*DATA SHOWN*
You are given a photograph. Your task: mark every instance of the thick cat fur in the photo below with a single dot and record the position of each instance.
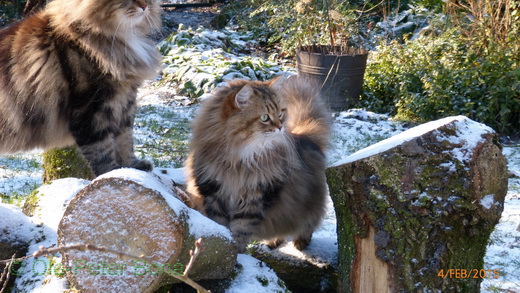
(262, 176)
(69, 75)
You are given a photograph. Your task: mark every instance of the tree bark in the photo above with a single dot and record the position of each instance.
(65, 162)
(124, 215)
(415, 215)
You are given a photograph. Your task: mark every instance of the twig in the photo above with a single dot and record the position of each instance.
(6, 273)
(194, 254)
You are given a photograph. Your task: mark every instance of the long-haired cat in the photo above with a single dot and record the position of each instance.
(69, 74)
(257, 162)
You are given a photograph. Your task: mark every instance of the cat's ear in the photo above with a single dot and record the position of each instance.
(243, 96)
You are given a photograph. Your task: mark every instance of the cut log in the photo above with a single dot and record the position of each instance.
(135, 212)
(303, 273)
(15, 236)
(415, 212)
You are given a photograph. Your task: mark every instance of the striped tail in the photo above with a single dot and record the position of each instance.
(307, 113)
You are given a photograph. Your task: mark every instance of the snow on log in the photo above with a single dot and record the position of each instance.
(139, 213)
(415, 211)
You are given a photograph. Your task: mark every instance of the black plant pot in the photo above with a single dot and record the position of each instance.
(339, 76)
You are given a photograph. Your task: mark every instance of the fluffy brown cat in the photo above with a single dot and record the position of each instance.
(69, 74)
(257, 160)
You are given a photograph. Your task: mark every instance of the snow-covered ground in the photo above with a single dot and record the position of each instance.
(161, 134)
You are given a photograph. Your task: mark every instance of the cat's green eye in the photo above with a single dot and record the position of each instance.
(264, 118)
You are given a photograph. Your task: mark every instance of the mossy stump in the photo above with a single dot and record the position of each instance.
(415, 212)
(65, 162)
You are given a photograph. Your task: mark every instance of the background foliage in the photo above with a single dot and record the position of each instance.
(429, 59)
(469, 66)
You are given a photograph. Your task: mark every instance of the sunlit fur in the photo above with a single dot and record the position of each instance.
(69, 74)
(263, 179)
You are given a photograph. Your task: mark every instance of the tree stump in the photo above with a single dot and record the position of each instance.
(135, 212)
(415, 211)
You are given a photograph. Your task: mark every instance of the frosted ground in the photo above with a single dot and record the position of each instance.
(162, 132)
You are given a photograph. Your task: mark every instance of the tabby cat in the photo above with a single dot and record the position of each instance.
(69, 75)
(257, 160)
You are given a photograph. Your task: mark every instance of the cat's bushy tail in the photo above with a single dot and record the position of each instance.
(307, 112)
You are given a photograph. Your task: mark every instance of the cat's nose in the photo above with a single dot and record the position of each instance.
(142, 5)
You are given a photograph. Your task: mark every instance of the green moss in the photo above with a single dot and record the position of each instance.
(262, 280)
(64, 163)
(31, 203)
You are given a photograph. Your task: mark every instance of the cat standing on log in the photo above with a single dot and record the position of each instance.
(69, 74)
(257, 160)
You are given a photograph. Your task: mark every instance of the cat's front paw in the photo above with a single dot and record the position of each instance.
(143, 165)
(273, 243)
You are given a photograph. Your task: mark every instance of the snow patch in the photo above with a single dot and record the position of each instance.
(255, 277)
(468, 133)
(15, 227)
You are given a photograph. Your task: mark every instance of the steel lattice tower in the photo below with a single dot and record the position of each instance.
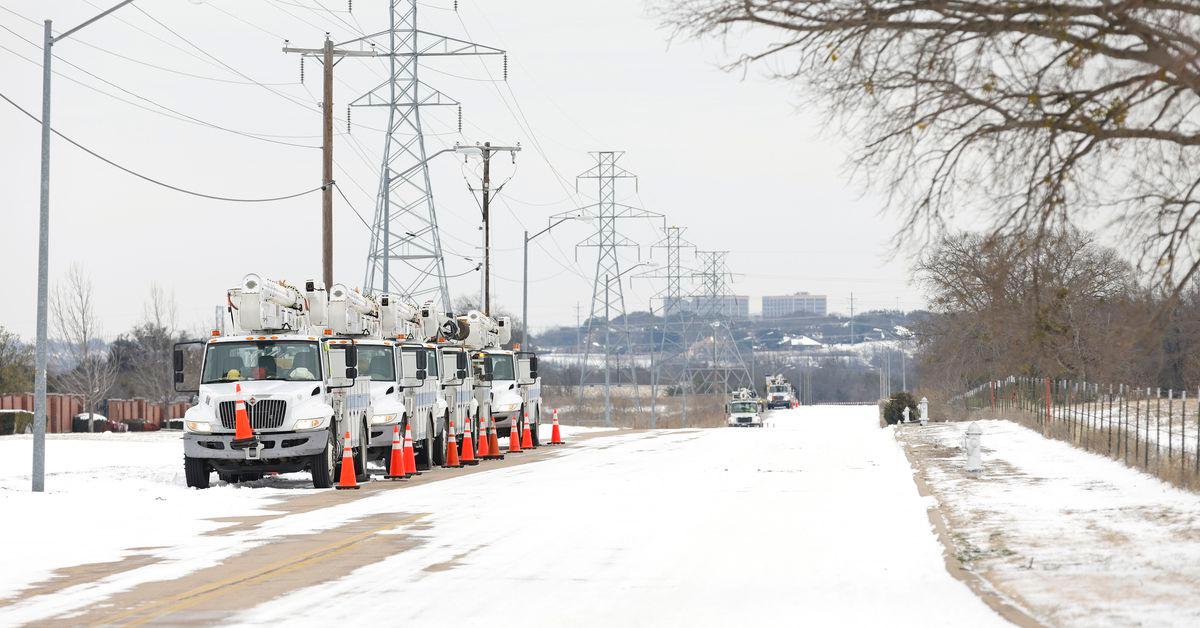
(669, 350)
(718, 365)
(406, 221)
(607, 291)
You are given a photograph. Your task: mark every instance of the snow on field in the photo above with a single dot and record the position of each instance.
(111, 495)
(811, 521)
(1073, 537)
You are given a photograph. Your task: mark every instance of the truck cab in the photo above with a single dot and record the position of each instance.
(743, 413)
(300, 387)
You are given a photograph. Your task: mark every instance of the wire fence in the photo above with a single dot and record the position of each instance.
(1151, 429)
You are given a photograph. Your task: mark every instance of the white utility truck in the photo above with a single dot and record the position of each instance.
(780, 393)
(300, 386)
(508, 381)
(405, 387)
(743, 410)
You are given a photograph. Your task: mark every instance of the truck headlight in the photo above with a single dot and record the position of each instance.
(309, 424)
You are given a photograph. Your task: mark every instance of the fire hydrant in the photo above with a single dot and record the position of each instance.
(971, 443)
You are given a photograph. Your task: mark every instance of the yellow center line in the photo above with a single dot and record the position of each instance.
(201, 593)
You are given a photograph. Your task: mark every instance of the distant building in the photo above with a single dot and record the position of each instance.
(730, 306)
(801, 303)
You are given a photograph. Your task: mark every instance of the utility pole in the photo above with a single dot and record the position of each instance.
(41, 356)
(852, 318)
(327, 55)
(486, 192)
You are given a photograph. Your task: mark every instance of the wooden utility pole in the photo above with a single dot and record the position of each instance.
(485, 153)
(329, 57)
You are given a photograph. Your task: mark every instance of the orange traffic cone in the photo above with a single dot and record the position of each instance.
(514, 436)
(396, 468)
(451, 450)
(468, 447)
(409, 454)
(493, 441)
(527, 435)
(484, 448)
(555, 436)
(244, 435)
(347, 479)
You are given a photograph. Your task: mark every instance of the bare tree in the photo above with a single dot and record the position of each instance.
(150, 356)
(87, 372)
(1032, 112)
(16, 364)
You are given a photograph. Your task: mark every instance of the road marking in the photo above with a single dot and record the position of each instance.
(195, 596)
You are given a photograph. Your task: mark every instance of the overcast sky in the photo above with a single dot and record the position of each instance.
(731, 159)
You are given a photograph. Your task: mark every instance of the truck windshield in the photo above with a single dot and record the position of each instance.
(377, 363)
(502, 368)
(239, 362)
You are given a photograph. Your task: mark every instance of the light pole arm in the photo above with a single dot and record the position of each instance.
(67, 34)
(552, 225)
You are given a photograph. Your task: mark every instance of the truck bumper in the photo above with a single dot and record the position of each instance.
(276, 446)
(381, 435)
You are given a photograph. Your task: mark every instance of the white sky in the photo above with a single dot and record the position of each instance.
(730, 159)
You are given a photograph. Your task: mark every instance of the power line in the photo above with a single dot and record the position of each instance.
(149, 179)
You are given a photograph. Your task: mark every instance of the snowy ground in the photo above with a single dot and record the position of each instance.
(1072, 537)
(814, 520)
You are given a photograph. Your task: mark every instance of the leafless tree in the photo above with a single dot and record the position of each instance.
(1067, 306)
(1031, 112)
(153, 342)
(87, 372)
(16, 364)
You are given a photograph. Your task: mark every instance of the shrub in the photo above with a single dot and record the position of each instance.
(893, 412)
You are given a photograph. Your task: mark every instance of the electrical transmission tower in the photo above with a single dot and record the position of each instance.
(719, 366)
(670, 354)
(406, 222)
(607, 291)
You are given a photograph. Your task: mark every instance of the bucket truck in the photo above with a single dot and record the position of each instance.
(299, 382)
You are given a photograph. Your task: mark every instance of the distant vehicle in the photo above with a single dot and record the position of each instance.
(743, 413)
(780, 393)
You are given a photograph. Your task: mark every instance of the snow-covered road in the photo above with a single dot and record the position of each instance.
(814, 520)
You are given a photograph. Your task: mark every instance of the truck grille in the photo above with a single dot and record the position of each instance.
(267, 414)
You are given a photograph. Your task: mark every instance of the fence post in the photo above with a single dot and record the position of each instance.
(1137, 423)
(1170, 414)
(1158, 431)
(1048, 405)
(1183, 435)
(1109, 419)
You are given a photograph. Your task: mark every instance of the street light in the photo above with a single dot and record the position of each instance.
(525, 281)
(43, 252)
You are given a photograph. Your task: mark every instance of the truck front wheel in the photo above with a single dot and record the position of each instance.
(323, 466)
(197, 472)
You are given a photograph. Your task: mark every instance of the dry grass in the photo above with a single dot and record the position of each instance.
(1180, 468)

*WRITTEN REQUEST*
Extract all the data above exactly, excluding every picture.

*RESULT FOR THIS EXERCISE*
You are given a photograph. Your task: mark every instance of the thick cat fur in the photo below with a single dot and record the position of each instance.
(262, 176)
(69, 75)
You are given a photograph. Your task: mark every instance of the tree bark in the photo above with a single dot and record the position of each instance.
(65, 162)
(124, 215)
(415, 215)
You are given a photograph. Your task: mark every instance of the twig in the photo above with a single dot and record the position of each instance.
(6, 273)
(194, 254)
You are given a photograph. Your task: mark every instance of the long-haired cat in the photo above with a single dot and record the position of each instance.
(69, 74)
(257, 162)
You are given a photograph. Your task: mark every instance of the cat's ear in the photo above with a single dot and record the position of each instance.
(243, 96)
You are given a photograph. Your task: mark every instance of the cut log in the photo above with a single dot and record the position of each instance.
(135, 212)
(303, 273)
(15, 236)
(415, 212)
You are given a photograph. Your task: mark every instance of the striped tail in the photo above with a single dot and record the position of each instance.
(307, 113)
You are given a photograph. Your task: mark every instance of the snow on log in the photo above with a single dot and record the position of each instance.
(139, 213)
(415, 211)
You are given a photograph. Your task: mark every instance of the black plant pot in the photo above with a single dot and record the position of each instance.
(339, 76)
You are given a photograph. Your task: mark every instance of the fluffy brown cat in the photo above with a single dot and record the position of each instance.
(69, 74)
(257, 160)
You are given a photograph. Your task: mark every instance of the snow-covered ground in the photo above with a single dot and record the position of each instance.
(161, 134)
You are given a photograph. Your task: mark every instance of the cat's green eye in the photo above with a single dot and record the position of each instance.
(264, 118)
You are given a photograph. Your task: mark every instance of the mossy stump in the photo above with a single dot and record the position of each instance.
(415, 212)
(65, 162)
You are given a photograph. Your task: mark every instance of the background foliage in the photo above with a single dot and record the position of each instance.
(429, 59)
(469, 66)
You are given a photograph. Your task: mark every instance of the sunlit fur in the photo above with a single dot and record the position of each instance.
(69, 74)
(263, 179)
You are given a photograph. Your task: mark every instance of the tree stump in the photo above with a single dot and record the position of each instance.
(135, 212)
(415, 211)
You are given a photograph. Your task: mark every instance of the frosted ground in the photo above with a single dot and record the position of each instance.
(162, 132)
You are given a photograph. Your task: mark every instance of the tabby cat in the photo above with a single dot and record the position of each instance.
(69, 75)
(257, 160)
You are given a photograph. Your task: mark every instance of the cat's bushy tail in the photo above with a single dot and record the position of each instance.
(307, 112)
You are given a photograph. Your task: mark every instance of the cat's nose in the photo above with a single dot and record the position of each instance.
(142, 5)
You are given a photograph. Your task: mark every instance of the green moss in the photo above with a single dot and record the position of each instance.
(262, 280)
(64, 163)
(31, 203)
You are given a photograph. Your task: mark every instance of the cat standing on log in the photo above with a single dot and record the position of each instance.
(69, 74)
(257, 160)
You are given a photograph. Your task: mark every instance of the cat's front paw in the photo above with a single dot and record the position of each instance.
(143, 165)
(273, 243)
You are given a photograph. Your task: mark every instance of the snow patch in the photo above with a single dot and record the position of each instance.
(255, 277)
(468, 133)
(15, 227)
You are given a photograph. Your task: mark every instance of the steel lattice tower in the photo below with a single dot and record the position of each instance.
(669, 350)
(718, 365)
(406, 221)
(607, 291)
You are given a photograph. Your task: mark every instance of the snow on field in the photo above with a single dot and record the position of each instance.
(111, 495)
(811, 521)
(1073, 537)
You are given a photograph. Your task: mark every instance of the truck cab in the photo above with a single dot and record the position of each instance.
(743, 413)
(300, 387)
You are given a photograph. Your task: mark every instance of the wire fence in the photo above with a single dot and record the position of each instance.
(1151, 429)
You are given a photograph. Your task: mark every instance of the white utility truck in the photo above with a single dot and record the position of each instance.
(780, 393)
(300, 386)
(508, 381)
(405, 387)
(743, 410)
You are given a photograph. Your task: mark every instance of the truck headlight in the photo above with a single dot and record the position of each instance.
(309, 424)
You are given a photograph. Your task: mark every instance of the fire hydrant in the photo above with a single dot and record the position of each instance.
(971, 443)
You are given a photograph. Your task: mark every instance of the yellow center line in the photo above with a single dot and record the position of each instance.
(201, 593)
You are given a photograph. Your task: mark every instance of the distant building in the photo above with a single dot and record the position of each instance.
(730, 306)
(801, 303)
You are given a photograph. Your task: mark every instance of the utility pole in the photo above with a single dot and record the position of each instance.
(41, 356)
(852, 318)
(327, 55)
(486, 192)
You are given a photograph. Your task: mark every instance of the wooden utility pole in the photo above with a single dot and record the position of each instance.
(485, 153)
(329, 57)
You are given a photograph. Your task: mark every instance of the orange traffic cone in the photo above with a single dot and record the position of each instance.
(514, 436)
(396, 468)
(451, 450)
(468, 447)
(409, 454)
(493, 441)
(527, 435)
(484, 448)
(555, 436)
(244, 435)
(347, 479)
You are given a photograph. Your task: mark every instance of the bare tree in the photo above with a single dot and record the position of each instance.
(150, 356)
(87, 372)
(1032, 112)
(16, 364)
You are given a photograph. Your task: mark every instance of the road marking in the photo above with a single dot and record the position of each instance.
(195, 596)
You are given a photograph. Your task: mark every instance of the overcast sky in the photo above with a single dot and record the position of each instance.
(731, 159)
You are given a photograph. Your task: mark every instance of the truck windshield in the photo above with a single dot and record the position of each instance.
(377, 363)
(502, 368)
(239, 362)
You are given a photograph. Your task: mark every instance of the light pole arm in the photo above with a single dot and record the position of each instance.
(67, 34)
(552, 225)
You are given a photograph. Your task: mark every instance of the truck bumper in the photo above with a single dot and record the position of each instance.
(276, 446)
(381, 435)
You are given a photograph. Your task: mark every instance of the white sky in the photo above with a single dot and record the position of each instance.
(730, 159)
You are given a photograph. Your task: mark every instance of the power line in the photo above with a single dot and record the position of each instance.
(149, 179)
You are given a photograph. Your task: mark every instance of the snowy ground in the photo above with a single dot and record the position of each instance.
(1072, 537)
(814, 520)
You are given a photograph. Your task: mark every instance of the leafless tree in the photo above with a single dot and record the position of each instance.
(1067, 306)
(1031, 112)
(153, 342)
(87, 372)
(16, 364)
You are given a photograph. Your task: mark every instance of the shrub in the photo above with a single dot and record the position of each instance.
(893, 412)
You are given a photograph. Your task: mark every instance of the electrical transmission tower in the photo above with a single dot and record the position of each instance.
(719, 366)
(670, 354)
(406, 222)
(607, 291)
You are given a photograph. Your task: mark every instance of the bucket truck in the photo above with a single dot and record the position of each instance.
(299, 382)
You are given a photograph. Your task: mark every instance of the distant vehicle in the photo above with a single dot and record the position of each instance.
(743, 413)
(780, 393)
You are given a photograph. Your task: mark every instance of the snow-covered road in the photo above with a single dot and record the position of each instance.
(814, 520)
You are given a photograph. Your task: mark every instance of the truck grille in the photo above with a single dot and record the position of each instance.
(267, 414)
You are given a photograph. Your task: mark every instance of the fence post in the photo above with a single dot and record the position of each instance.
(1137, 423)
(1170, 414)
(1158, 431)
(1048, 405)
(1183, 435)
(1109, 419)
You are given a photograph. Your task: mark every instance of the street light in the photo above with a single dot and record the position of each instance.
(525, 281)
(43, 252)
You are given a photograph. Your task: mark every instance of the truck front wheel in the photo above with a single dot and record the position of each instance.
(323, 466)
(197, 472)
You are given a photograph. Your task: mark every instance of the dry grass in the photo above with a single dot and record the position of each instance.
(1180, 468)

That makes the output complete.